━━━ Records shown

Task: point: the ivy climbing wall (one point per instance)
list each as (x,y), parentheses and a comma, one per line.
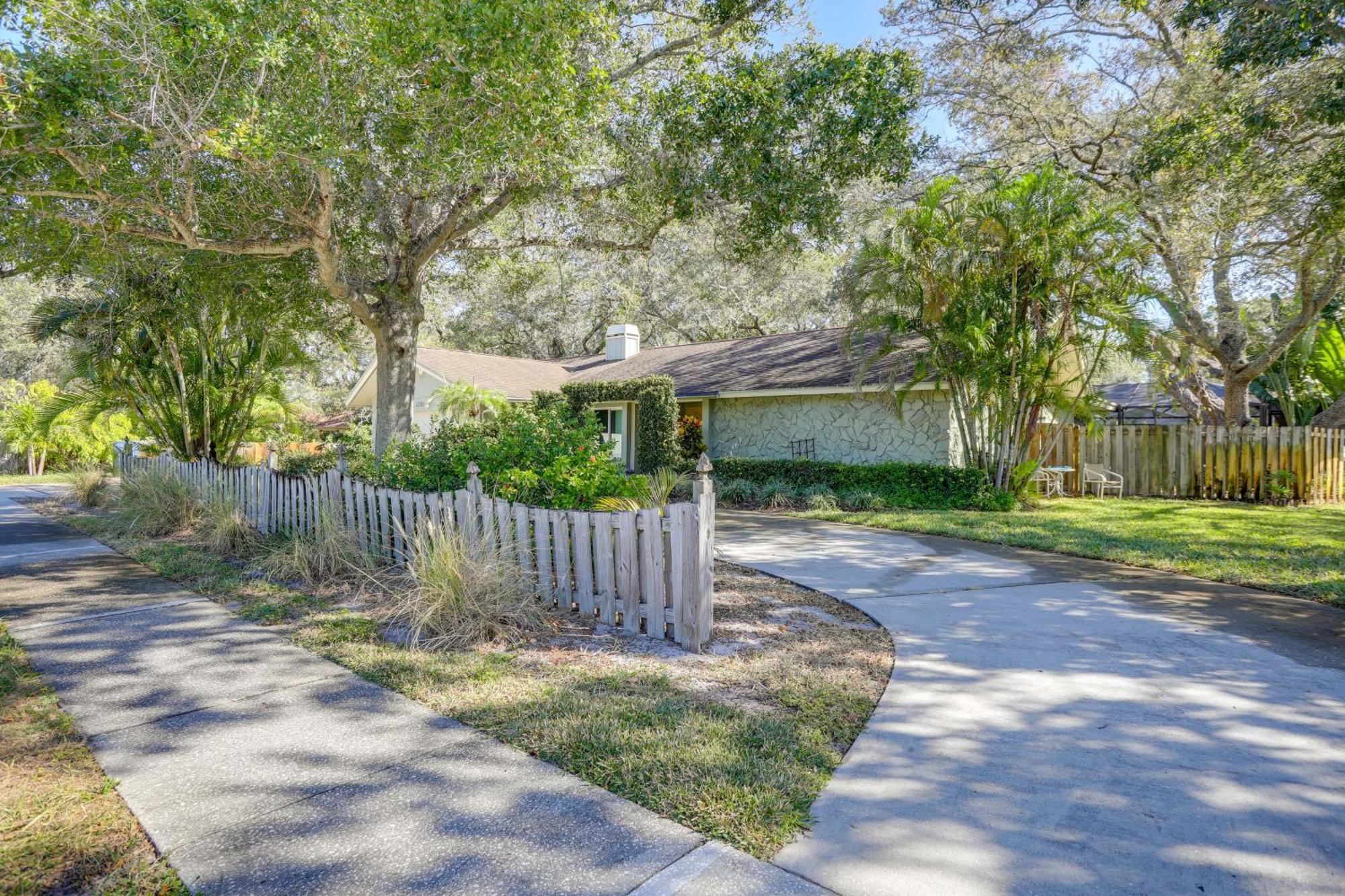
(848,428)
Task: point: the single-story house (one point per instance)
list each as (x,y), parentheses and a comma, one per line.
(779,396)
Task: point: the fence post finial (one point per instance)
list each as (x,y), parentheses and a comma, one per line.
(704,466)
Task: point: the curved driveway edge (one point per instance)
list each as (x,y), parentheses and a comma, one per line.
(1067,725)
(259,767)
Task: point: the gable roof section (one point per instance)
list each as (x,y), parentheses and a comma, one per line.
(814,360)
(794,361)
(518,378)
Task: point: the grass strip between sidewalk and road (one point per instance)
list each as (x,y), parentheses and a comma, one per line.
(734,745)
(64,827)
(1292,551)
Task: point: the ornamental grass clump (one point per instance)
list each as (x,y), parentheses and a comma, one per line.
(329,552)
(91,486)
(157,502)
(818,498)
(860,499)
(459,595)
(224,528)
(740,493)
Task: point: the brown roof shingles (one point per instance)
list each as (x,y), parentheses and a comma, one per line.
(809,360)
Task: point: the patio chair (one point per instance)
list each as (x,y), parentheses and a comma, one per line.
(1050,483)
(1105,479)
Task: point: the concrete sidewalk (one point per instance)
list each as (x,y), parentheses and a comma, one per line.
(263,768)
(1062,725)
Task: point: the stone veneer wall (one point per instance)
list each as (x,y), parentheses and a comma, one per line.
(849,428)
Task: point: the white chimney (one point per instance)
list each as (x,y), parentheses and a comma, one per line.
(623,341)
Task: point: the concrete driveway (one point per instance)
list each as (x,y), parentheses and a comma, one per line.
(1065,725)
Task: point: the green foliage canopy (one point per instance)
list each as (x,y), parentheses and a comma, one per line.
(194,350)
(373,142)
(1013,291)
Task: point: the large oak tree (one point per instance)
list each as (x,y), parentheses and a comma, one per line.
(1231,171)
(383,140)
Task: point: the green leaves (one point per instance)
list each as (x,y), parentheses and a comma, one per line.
(782,134)
(1015,288)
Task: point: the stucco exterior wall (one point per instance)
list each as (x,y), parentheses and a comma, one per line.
(849,428)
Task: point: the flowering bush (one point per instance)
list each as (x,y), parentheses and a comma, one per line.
(536,455)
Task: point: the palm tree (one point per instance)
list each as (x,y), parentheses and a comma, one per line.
(1011,294)
(188,354)
(463,401)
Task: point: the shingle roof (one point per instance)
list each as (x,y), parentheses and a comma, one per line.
(516,377)
(809,360)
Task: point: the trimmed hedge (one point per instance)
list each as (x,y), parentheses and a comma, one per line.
(656,400)
(900,485)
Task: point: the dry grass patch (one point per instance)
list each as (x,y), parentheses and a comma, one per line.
(735,743)
(64,827)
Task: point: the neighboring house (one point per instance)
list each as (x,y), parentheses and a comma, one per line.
(1148,403)
(783,396)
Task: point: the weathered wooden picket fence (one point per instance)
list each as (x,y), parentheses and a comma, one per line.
(1233,463)
(645,571)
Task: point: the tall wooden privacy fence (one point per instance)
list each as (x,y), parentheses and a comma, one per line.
(1233,463)
(645,571)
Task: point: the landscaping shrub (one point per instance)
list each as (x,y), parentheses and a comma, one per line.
(660,486)
(536,455)
(899,485)
(330,552)
(656,432)
(157,502)
(224,528)
(461,595)
(691,438)
(777,494)
(860,499)
(298,462)
(91,485)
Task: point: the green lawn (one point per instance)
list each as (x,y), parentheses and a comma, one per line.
(1295,551)
(736,747)
(64,827)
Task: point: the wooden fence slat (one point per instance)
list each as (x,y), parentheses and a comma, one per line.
(606,565)
(627,571)
(680,532)
(564,572)
(652,568)
(505,528)
(605,568)
(523,537)
(543,551)
(583,538)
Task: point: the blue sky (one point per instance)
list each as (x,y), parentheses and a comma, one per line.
(845,22)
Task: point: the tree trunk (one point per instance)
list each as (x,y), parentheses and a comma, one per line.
(396,326)
(1334,416)
(1235,400)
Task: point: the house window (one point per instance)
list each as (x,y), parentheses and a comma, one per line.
(613,423)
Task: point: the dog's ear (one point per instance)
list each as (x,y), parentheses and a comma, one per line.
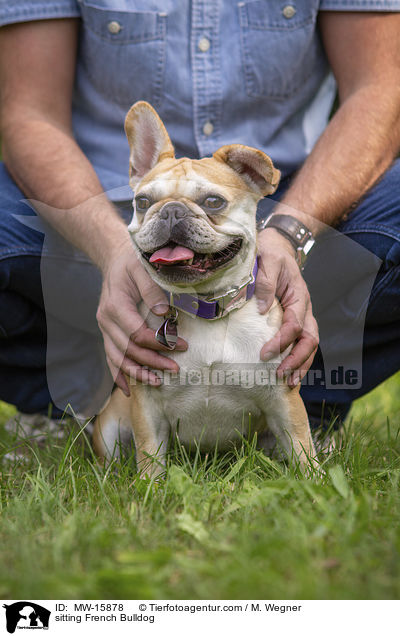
(254,166)
(148,140)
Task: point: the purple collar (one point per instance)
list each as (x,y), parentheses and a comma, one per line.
(219,306)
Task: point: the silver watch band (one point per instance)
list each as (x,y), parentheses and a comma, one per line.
(296,232)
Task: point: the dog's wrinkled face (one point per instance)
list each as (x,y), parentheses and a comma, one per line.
(194,220)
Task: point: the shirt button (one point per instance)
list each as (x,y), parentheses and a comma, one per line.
(204,44)
(208,128)
(114,27)
(289,11)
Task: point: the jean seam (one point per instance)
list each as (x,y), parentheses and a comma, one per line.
(4,254)
(384,282)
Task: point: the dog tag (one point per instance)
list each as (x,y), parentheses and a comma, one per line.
(167,334)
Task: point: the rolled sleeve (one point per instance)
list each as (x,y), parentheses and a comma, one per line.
(360,5)
(28,10)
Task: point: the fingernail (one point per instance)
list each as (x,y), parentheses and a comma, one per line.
(160,309)
(154,381)
(267,355)
(262,306)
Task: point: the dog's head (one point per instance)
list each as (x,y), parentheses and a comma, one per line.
(194,220)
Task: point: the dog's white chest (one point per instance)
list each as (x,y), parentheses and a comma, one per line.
(222,382)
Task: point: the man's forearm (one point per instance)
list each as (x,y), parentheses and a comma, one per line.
(359,144)
(49,167)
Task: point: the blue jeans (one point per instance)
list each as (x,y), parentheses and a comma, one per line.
(75,361)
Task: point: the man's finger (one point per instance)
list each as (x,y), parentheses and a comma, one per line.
(291,328)
(305,346)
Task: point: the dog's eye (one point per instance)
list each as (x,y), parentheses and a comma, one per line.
(214,203)
(142,203)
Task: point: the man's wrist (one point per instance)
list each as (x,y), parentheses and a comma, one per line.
(271,234)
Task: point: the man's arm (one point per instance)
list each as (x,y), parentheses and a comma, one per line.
(363,137)
(358,145)
(37,69)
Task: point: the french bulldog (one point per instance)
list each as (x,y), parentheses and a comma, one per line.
(194,230)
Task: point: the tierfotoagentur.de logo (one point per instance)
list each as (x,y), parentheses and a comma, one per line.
(26,615)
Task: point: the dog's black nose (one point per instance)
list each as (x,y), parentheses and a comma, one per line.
(174,211)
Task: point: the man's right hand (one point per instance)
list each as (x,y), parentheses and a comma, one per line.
(130,345)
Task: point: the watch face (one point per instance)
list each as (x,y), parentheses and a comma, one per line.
(308,245)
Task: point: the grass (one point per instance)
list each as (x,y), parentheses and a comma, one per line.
(232,527)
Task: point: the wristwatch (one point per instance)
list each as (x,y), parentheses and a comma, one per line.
(296,232)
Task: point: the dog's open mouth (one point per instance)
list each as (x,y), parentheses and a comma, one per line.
(183,258)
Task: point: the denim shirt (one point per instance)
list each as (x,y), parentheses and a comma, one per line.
(217,71)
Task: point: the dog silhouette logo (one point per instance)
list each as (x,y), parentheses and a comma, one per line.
(26,615)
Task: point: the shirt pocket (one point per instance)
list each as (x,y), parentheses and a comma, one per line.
(123,53)
(279,46)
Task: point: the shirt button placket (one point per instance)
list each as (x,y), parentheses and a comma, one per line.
(206,74)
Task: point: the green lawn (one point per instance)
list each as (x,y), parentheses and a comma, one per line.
(234,527)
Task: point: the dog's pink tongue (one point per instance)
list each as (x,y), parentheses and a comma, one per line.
(168,255)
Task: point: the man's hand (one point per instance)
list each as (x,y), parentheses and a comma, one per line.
(130,345)
(279,276)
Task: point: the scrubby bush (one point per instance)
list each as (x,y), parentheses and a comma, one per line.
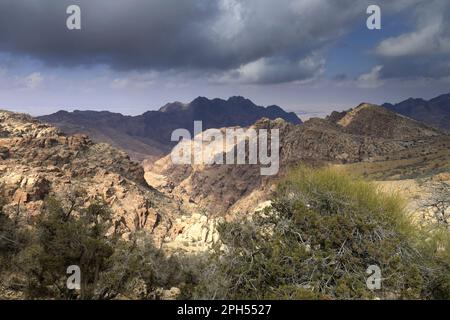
(71,232)
(317,240)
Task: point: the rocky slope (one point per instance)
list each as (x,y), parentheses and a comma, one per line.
(37,160)
(435,111)
(366,134)
(148,135)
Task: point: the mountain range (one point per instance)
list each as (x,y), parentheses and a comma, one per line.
(148,135)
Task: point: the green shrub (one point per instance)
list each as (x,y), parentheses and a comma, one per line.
(317,240)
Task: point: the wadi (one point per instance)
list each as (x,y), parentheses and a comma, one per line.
(354,189)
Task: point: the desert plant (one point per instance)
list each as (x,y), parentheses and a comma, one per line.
(322,232)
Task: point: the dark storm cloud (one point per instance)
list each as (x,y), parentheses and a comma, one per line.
(423,52)
(251,41)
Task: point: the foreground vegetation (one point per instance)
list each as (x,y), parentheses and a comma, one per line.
(316,241)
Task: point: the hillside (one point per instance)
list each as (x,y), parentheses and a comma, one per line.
(147,136)
(368,135)
(38,161)
(435,111)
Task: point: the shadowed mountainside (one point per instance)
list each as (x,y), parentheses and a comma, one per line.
(434,112)
(147,136)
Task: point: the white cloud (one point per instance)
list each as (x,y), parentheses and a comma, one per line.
(371,79)
(33,80)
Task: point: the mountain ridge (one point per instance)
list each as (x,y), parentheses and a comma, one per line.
(149,135)
(435,111)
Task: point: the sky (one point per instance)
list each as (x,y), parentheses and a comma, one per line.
(307,56)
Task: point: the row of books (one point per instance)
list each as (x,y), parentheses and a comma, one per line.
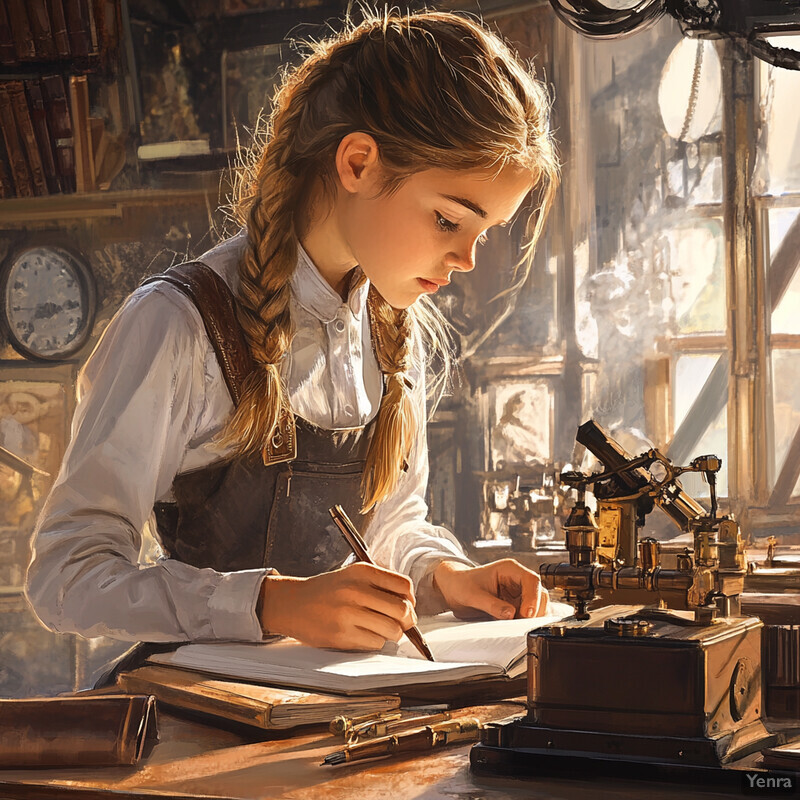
(36,30)
(49,142)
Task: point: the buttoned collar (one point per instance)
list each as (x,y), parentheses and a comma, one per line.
(317,296)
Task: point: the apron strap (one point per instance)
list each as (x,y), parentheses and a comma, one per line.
(216,304)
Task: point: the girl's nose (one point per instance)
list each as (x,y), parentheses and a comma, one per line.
(463,261)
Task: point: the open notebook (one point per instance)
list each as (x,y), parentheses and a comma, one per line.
(464,651)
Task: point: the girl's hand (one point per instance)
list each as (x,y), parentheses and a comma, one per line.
(503,590)
(357,607)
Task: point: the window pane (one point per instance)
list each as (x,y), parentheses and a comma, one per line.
(785,317)
(691,373)
(786,402)
(778,162)
(697,277)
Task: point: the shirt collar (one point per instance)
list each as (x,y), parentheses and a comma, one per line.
(316,295)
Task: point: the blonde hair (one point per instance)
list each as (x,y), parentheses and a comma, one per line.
(432,89)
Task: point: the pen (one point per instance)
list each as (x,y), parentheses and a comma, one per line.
(359,547)
(344,725)
(387,727)
(429,737)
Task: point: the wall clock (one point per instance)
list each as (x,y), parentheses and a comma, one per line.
(48,302)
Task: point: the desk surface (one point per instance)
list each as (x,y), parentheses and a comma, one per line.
(198,760)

━━━━━━

Written instruction ->
Starting at the line that contains "Task: point: the open" and ending at the last line of the entries, recast those lines as a JSON list of strings with one string per line, leaving out any blank lines.

Solution below ->
[
  "Task: point: the open notebook (one point per instance)",
  "list each as (x,y), parentheses and a comma, one per line.",
  "(464,651)",
  "Task: point: the girl's hand (one point per instance)",
  "list each as (x,y), parentheses and a comma, one per line.",
  "(503,590)",
  "(357,607)",
  "Task: point: the window pane (one point per instance)",
  "list each as (x,y), parentheses and a comma, one per line.",
  "(785,317)",
  "(691,373)",
  "(786,402)",
  "(778,162)",
  "(697,277)",
  "Task: point: the shirt collar (one point per instance)",
  "list each as (x,y), parentheses and a comma, one per line.",
  "(316,295)",
  "Task: point: the blonde hair (one point per instance)",
  "list each as (x,y), parentheses and a comma, one per line.",
  "(432,89)",
  "Task: point: the pen (one point per instance)",
  "list each as (x,y), parentheses and a comma, one per line.",
  "(359,547)",
  "(344,725)",
  "(387,727)",
  "(429,737)",
  "Task: point: the wall clock (one point per instance)",
  "list each as (x,y), parentheses and a comma, one per line.",
  "(48,302)",
  "Task: point: the desk surface (one point per instance)",
  "list each as (x,y), parentheses and a comma, one per line.",
  "(198,760)"
]